**DIRECTIONS FOR THIS TASK:** Please set out every line of the material below as a numbered list, skipping any blank lines and leaving the pictures out.

BEGIN SUPPLIED INFORMATION

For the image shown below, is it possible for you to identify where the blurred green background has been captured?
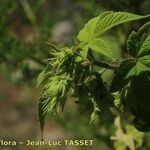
[0,0,150,150]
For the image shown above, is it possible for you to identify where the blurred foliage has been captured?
[0,0,150,150]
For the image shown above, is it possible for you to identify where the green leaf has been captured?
[89,38,113,58]
[77,11,149,42]
[126,55,150,78]
[110,59,135,92]
[36,70,45,87]
[127,22,150,57]
[77,11,111,42]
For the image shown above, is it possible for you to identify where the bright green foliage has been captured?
[37,11,150,149]
[77,11,147,58]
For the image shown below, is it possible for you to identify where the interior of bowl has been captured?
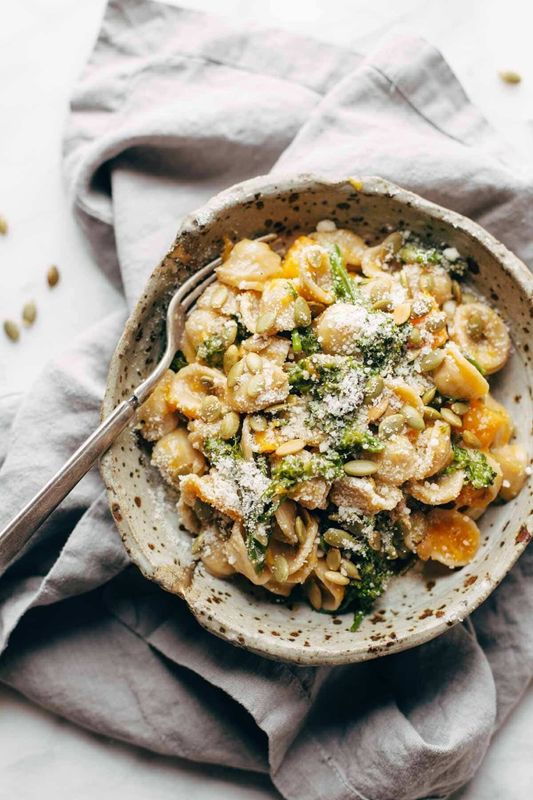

END SUPPLIED INFORMATION

**ANSWER FOR THE TASK:**
1. For the image shown below, is it possible for you to identify where the blurred green background has been captured?
2. [0,0,150,150]
3. For the image shown above, is it possible for you to identify where the blurred foliage has been captured?
4. [0,0,150,150]
5. For the image shown above, is it possible for you to identify where the green leaf has been captured?
6. [89,38,113,58]
7. [77,11,149,42]
8. [126,55,150,78]
9. [110,59,135,92]
10. [36,70,45,87]
11. [127,22,150,57]
12. [77,11,111,42]
13. For the image shown above, is it possible for you to identify where the bright green foliage has been captured?
14. [37,11,150,149]
15. [77,11,147,58]
16. For the image shown below, is it possible for you to identify where the interior of bowl has been captured?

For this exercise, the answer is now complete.